══ TASK INPUT ══
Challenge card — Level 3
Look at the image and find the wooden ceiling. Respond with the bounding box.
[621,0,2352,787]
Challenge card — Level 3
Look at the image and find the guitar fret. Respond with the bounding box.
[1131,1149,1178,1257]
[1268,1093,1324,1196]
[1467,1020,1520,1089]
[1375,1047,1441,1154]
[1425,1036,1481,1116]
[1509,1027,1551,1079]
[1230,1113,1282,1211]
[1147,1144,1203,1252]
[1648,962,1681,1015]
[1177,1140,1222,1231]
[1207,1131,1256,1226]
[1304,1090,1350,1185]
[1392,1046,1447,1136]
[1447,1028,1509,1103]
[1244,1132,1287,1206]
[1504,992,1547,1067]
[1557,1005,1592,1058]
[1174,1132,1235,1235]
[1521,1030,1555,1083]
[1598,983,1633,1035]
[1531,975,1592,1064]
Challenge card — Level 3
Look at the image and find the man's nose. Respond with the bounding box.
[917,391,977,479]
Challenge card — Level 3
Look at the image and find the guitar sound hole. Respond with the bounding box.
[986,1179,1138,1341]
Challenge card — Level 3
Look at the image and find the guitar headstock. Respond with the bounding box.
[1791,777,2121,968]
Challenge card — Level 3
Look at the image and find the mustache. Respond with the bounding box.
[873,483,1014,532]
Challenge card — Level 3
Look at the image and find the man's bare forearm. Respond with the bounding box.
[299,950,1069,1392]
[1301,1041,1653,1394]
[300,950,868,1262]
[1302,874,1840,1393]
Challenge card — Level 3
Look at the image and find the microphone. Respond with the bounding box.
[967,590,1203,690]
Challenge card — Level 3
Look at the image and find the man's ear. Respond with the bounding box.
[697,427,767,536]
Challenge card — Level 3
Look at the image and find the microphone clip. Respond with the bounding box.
═══
ABOUT THIS EXERCISE:
Without changing a word, write out each entry again.

SOLUTION FOR THIS TASK:
Challenge card — Level 3
Look at the image and find the wooden ceiling. Respond with the bounding box.
[621,0,2352,787]
Challenge card — Level 3
Look at the image and find the guitar fret. Respond with the bounding box.
[1131,1149,1178,1257]
[1268,1093,1324,1196]
[1467,1020,1520,1089]
[1375,1047,1441,1154]
[1425,1036,1481,1116]
[1509,1027,1551,1079]
[1230,1113,1282,1211]
[1147,1144,1203,1252]
[1648,962,1681,1015]
[1177,1140,1222,1231]
[1207,1131,1256,1226]
[1304,1090,1350,1185]
[1392,1046,1447,1136]
[1447,1028,1509,1103]
[1244,1132,1287,1206]
[1504,992,1547,1067]
[1557,1005,1592,1058]
[1174,1132,1235,1235]
[1521,1030,1555,1083]
[1598,983,1633,1035]
[1531,975,1592,1064]
Challenge card — Level 3
Look at the image and find the man's nose. Respond with the bounding box.
[917,391,977,479]
Challenge card — Level 3
Look at the image and find the guitar sound hole. Respond with the bounding box.
[986,1179,1138,1341]
Challenge card — Level 3
Look at the image and find the guitar headstock. Respond with the bounding box.
[1791,777,2121,968]
Challenge card — Level 3
Look at the image and find the mustache. Respond with the bounding box.
[873,483,1014,532]
Challenge card — Level 3
Look at the image and find the man's bare forearm. Respond with the bounding box.
[299,950,1069,1392]
[1301,1041,1653,1394]
[300,950,868,1262]
[1302,874,1840,1393]
Challenge card — Level 3
Look at the image and find the microphone. Respond with the bounding box.
[967,590,1203,690]
Challenge card — Level 3
Look at the image and find the man's ear. Respond with the bounding box.
[697,427,767,536]
Challenge card — Level 3
Look at the image and find the microphone clip. Respond with the bounding box.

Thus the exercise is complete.